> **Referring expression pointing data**
┄┄┄┄┄┄┄┄┄┄
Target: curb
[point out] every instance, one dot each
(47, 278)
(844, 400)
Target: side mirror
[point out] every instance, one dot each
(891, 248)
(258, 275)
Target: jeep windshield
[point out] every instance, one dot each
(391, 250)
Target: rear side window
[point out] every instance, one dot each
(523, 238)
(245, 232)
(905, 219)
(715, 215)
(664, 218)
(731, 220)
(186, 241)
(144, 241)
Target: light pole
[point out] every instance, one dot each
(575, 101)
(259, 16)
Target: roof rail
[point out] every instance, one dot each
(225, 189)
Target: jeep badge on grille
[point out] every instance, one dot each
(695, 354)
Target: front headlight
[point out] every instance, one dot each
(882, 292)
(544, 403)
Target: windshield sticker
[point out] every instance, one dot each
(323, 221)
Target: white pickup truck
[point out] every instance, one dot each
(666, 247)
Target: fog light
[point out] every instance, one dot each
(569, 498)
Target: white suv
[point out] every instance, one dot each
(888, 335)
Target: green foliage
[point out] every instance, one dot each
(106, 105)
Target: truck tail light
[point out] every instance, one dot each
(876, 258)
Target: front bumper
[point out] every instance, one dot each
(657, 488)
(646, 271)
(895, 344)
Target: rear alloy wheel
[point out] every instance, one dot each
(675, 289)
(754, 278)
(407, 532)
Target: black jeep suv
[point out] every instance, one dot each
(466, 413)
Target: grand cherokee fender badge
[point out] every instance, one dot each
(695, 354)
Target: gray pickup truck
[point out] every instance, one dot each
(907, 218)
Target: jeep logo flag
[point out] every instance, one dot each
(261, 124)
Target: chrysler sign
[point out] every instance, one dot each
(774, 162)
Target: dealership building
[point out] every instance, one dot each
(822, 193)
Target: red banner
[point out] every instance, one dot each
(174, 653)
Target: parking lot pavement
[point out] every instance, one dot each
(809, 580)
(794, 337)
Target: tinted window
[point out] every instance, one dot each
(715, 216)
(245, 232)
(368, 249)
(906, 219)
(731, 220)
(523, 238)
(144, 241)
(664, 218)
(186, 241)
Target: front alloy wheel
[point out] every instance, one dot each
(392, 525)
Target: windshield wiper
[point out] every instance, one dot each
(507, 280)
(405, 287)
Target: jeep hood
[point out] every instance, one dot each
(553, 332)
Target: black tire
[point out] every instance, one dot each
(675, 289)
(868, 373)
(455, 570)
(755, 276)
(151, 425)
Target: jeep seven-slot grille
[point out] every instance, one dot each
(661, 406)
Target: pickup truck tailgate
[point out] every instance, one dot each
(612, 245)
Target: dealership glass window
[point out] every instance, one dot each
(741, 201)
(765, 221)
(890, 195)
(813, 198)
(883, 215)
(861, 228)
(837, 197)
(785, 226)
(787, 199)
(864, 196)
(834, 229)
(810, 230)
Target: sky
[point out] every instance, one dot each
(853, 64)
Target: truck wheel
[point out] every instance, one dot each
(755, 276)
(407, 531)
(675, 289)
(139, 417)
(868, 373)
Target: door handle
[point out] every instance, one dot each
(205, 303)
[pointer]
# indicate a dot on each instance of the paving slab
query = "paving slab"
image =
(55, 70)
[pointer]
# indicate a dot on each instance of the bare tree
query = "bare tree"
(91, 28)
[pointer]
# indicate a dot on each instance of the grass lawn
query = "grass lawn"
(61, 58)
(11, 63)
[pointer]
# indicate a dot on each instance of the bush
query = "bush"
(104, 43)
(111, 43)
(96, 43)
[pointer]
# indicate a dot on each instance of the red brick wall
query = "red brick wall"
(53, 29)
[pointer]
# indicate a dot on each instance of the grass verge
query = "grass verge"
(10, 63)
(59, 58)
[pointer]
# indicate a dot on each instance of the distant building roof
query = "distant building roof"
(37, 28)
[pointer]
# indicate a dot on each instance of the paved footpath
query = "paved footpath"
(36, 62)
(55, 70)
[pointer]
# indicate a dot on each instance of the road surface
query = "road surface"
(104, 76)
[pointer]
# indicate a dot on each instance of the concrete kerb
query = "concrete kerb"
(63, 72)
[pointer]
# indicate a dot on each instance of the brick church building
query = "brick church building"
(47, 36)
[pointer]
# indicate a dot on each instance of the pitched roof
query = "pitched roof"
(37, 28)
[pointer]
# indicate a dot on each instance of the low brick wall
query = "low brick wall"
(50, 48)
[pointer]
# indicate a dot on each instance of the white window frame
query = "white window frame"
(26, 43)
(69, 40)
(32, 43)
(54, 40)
┄┄┄┄┄┄┄┄┄┄
For every line above with the word "grille" in it, make a copy.

> **ANSWER TO THE EXERCISE**
Target: jeep badge on grille
Target: jeep seven-slot grille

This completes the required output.